*待办任务*.
A) 在这篇童年学单簧管的回忆里，1999年时“我”已经学了几年单簧管？
B) 用两句话概括这段童年学单簧管的回忆。
C) 从这篇童年学单簧管的回忆停下的地方接着往下写。

更新时间:2017-01-17

言叶之庭:我自己的言叶之庭

·······1999年,我11岁。已经学习了三年的单簧管。由于读书比较晚,那一年我还在读小学。父母在闹离婚且已分居,父亲的经济状况又陷入低谷,我跟着我那个从不工作好逸恶劳的母亲生活。那时候我经常陪着母亲去当铺当掉父亲曾经风光时购置的物件,换到钱后的那一天,她总是留下几块钱和冰箱里的两斤干切面和一句“你一个人在家要乖乖的,好好学习,好好练管哦。”就出去潇洒,短则一夜,多则一周不回家。那段时光里我习惯了三餐吃自己煮的没有肉臊的酱油面,习惯了每天清晨自己起床徒步去上学,习惯了每当需要交单簧管学费时父母的互相推诿。最难习惯的,是家里唯一的那一面标着罗马数字的时钟停止后不知分秒的昼夜。那时候的我并不觉得苦,反倒是觉得没有人管,自己无比的自由,放学后经常在街机厅里旁观各色人等玩《三国战记》到深夜才回家。
每周六,我一个人徒步四十分钟到单簧管老师所在乐团的宿舍大院去上课。教室在一座红砖筒子楼二楼的单间里。那种楼道里没几个灯泡还能亮,走廊两侧堆放着各式各样奇奇怪怪的物件的典型筒子楼。筒子楼的三楼有一片平台,各家在那里晒衣服。有时候到得太早,我就在那块平台上消磨时间,直到老师到了以后在楼道里扯着嗓子喊我的名字。

*数据条目*.
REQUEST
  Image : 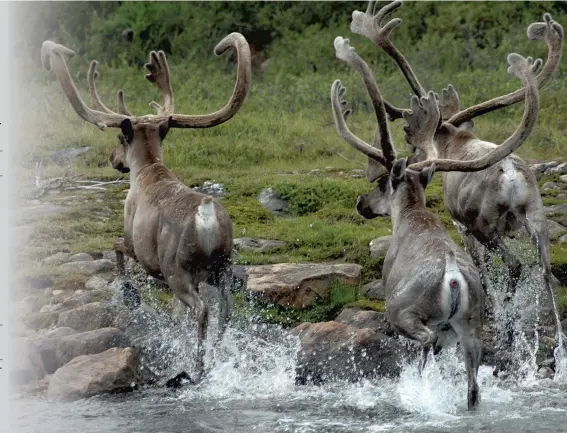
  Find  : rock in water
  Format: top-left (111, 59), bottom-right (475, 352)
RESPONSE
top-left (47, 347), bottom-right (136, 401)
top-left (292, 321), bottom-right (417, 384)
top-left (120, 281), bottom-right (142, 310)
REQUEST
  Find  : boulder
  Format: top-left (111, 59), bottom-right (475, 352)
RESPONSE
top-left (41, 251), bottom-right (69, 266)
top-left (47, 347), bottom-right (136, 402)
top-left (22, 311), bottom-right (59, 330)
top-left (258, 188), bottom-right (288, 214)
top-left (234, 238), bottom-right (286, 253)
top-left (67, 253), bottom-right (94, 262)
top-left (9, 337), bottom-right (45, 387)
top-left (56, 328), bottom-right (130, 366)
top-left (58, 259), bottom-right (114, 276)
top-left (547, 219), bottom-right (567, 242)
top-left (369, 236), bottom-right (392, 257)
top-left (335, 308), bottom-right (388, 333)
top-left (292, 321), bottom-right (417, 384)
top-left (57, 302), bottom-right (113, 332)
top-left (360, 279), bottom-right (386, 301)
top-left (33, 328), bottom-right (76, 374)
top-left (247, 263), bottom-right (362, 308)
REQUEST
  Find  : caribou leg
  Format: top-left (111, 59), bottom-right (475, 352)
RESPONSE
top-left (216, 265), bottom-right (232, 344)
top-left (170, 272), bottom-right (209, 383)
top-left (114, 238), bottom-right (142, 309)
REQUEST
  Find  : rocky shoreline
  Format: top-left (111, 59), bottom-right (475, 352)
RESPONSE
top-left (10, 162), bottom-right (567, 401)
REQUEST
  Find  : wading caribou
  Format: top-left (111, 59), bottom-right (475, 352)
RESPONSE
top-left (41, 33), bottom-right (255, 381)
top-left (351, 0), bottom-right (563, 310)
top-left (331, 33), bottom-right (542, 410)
...
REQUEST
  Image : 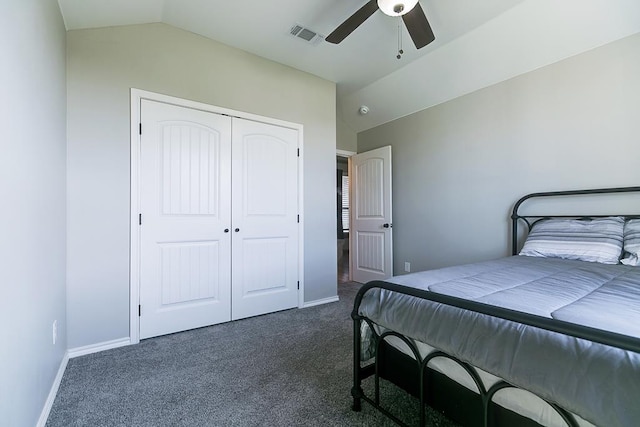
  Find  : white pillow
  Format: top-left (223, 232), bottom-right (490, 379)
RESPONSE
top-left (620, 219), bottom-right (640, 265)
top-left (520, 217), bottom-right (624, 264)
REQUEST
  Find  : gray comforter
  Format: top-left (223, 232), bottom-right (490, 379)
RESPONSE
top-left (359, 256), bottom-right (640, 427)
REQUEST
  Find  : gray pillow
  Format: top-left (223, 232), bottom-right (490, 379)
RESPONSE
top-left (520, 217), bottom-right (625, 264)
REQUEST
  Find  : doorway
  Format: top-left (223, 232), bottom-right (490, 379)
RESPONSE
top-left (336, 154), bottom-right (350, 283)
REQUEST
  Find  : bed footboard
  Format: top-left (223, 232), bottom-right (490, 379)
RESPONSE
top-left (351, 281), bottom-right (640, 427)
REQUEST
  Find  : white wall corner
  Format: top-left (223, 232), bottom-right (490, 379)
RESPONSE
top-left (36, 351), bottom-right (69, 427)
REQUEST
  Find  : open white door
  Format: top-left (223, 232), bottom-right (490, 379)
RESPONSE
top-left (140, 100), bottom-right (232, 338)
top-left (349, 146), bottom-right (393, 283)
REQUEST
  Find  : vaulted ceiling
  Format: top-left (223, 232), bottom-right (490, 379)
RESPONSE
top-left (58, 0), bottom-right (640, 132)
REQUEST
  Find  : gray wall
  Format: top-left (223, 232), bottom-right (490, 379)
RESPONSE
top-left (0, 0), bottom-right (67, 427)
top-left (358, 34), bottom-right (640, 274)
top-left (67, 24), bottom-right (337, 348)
* * *
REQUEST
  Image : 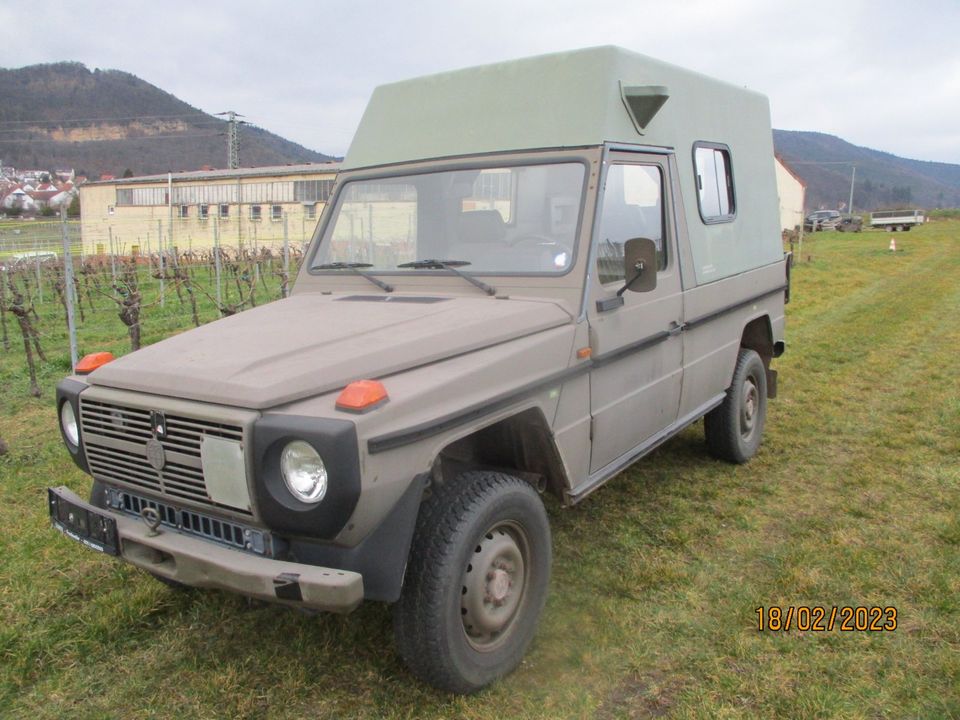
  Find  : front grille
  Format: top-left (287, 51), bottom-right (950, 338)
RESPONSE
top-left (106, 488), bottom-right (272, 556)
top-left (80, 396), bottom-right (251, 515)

*各题答案*.
A) 三年。

B) 1999年，11岁的“我”因父母分居、家境困窘，跟着从不工作的母亲生活，常独自在家煮酱油面、自己上学，却觉得无人管束、十分自由。每周六“我”步行四十分钟去乐团宿舍大院的红砖筒子楼上单簧管课，到得早时就在三楼晒衣平台上消磨时间，等老师在楼道里喊“我”的名字。

C)
一个不太暖和的初冬午后,我又在平台上消磨时光,望着楼下老师会来的那个方向。一位年轻女士来平台上晒衣服,我记得她对我说的第一句话: “你是周老师的学生吧?”我转过身打量她,现在我仍然能回忆起那时候的她大概二十二三岁,匀称的身材,乌黑的头发梳作马尾,穿着米色的高领毛衣衬着脸上白皙的皮肤,一双大眼配一对浓眉。我点头答应她,然后就是初次见面的各样寒暄。不等她晾完衣服,老师便在楼下叫我。我就去上课了。
那一周,街机厅里来了一位大叔,每天悬赏两个币找小孩帮他调出诸葛亮,右右B左下右C左上右D左左B,那一周我总是很晚回家。
又到周六,我早早起床练了乐器,没吃午饭就出门,径直去了街机厅。回过神的时候已经错过了上课的时间。我匆忙赶去筒子楼,老师已经在给下一位学生上课。劈头盖脸的一阵骂后,让我自己出去等他下课。我脸皮很厚,当然没有哭,甚至兴高采烈的跑去平台,踢踢石子儿,或者来回穿过不知谁家的床单。离平台倒数第二间的房门开了,她从里面走出来,去上厕所或者别的什么事,总之看到到我在平台上嬉戏,喝止我道:“不要在这费!(“费”四川话调皮的意思)”。我的厚脸皮却突然薄了,红着脸埋着头下楼去了。
冬天就开始冷了,寒风和小雨持续了接下来的一周。
由于上周的迟到,我很早就到了筒子楼,径直走到三楼,踏出走廊进入平台,冷风一吹,就打消了在这里消磨时光的念头。一回头,她打开门,侧出半边身子,穿着白袜子的一只脚尖点在门口的脚垫上,伸出一只手招呼我说:“外面好冷,你在我这来等吧。”
房门打开,是和我老师上课房间一样格局的一眼望尽的十余平米的单间,墙上贴着各式的海报,地上铺着软软的地板胶,小小的卤素灯取暖器,来回摇头时发出吱吱的声音,门前一侧靠墙放着一台浅绿色的双人布艺沙发,面对着那时候各家各户都有的长虹电视,一切收拾的干干净净,温馨的气氛让人安全感顿生。走廊上的寒风一推,屋内的暖流一迎,我便脱了鞋,把鞋子留在门前的脚垫上进了屋。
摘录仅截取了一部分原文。